**What is expected**
Transcribe the records below. Leave every line exactly as written.

**Data extracts**
# # #

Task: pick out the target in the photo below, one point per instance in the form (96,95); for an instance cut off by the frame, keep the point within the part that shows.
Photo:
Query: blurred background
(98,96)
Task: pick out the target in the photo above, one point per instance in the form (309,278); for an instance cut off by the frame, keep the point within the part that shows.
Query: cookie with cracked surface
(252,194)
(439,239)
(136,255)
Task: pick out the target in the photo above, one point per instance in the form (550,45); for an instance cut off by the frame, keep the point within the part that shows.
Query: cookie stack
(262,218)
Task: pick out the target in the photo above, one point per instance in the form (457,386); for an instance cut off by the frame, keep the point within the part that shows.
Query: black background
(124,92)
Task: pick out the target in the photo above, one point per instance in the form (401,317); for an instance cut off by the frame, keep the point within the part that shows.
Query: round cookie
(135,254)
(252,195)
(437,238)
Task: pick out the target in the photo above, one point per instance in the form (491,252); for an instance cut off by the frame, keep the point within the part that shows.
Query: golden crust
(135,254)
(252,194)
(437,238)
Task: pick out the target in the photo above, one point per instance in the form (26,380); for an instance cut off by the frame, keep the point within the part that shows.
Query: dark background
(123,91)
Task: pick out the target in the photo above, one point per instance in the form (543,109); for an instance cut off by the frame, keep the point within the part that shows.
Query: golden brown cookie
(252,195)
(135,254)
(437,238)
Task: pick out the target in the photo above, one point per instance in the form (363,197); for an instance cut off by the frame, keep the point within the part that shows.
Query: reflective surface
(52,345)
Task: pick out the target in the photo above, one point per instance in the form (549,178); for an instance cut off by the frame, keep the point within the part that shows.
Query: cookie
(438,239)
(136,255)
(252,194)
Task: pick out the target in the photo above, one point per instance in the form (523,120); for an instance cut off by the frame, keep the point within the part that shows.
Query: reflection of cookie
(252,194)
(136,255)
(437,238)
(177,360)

# # #

**Exercise solution**
Task: pick out the target in the photo below, one point per instance in the form (96,95); for an instance cut off by the frame, keep the point within the part that shows.
Photo:
Query: blurred background
(98,96)
Task: pick out the target in the photo above, one point per instance in the form (309,278); for an instance cut off by the frame, keep the point within the part that shows.
Query: cookie with cracked surface
(252,194)
(439,239)
(136,255)
Task: pick out the target in the photo above, one point per instance in the form (550,45); for an instance cut off by the frame, keep the point within the part that shows.
Query: cookie stack
(262,218)
Task: pick out the target in the photo above, one point per instance in the form (457,386); for an instance cut off by the frame, keep the point within the part that shows.
Query: black background
(124,92)
Task: pick out the target in the photo above, one point per instance in the form (401,317); for an instance cut off by the frame, keep the point within the part that shows.
Query: round cookie
(135,254)
(252,195)
(437,238)
Task: pick out the target in the photo above, one point per instance in the form (491,252); for an instance cut off by the frame, keep the point within the part that shows.
Query: golden crust
(135,254)
(252,194)
(437,238)
Task: pick out the target in the photo above, one point per instance in the form (26,380); for an instance cut off by the frame, keep the point within the part that shows.
Query: dark background
(123,91)
Task: pick out the target in the photo above, one point per instance in the form (543,109); for an instance cut off by the frame, keep the point within the part that shows.
Query: golden brown cookie
(252,195)
(135,254)
(437,238)
Task: pick out the target in the photo above, one point per instance in the form (363,197); for an instance cut off by the frame, keep the point within the part that shows.
Query: reflective surface
(52,345)
Task: pick out the target in the photo above, one point per instance in the form (549,178); for an instance cut off by the frame, keep the point within the part that shows.
Query: cookie
(438,239)
(136,255)
(252,194)
Task: pick out the target in the photo above, one point per instance in the form (523,120); for an instance cut off by the frame, keep the point within the part that shows.
Query: reflection of cookie
(252,194)
(136,255)
(437,238)
(177,360)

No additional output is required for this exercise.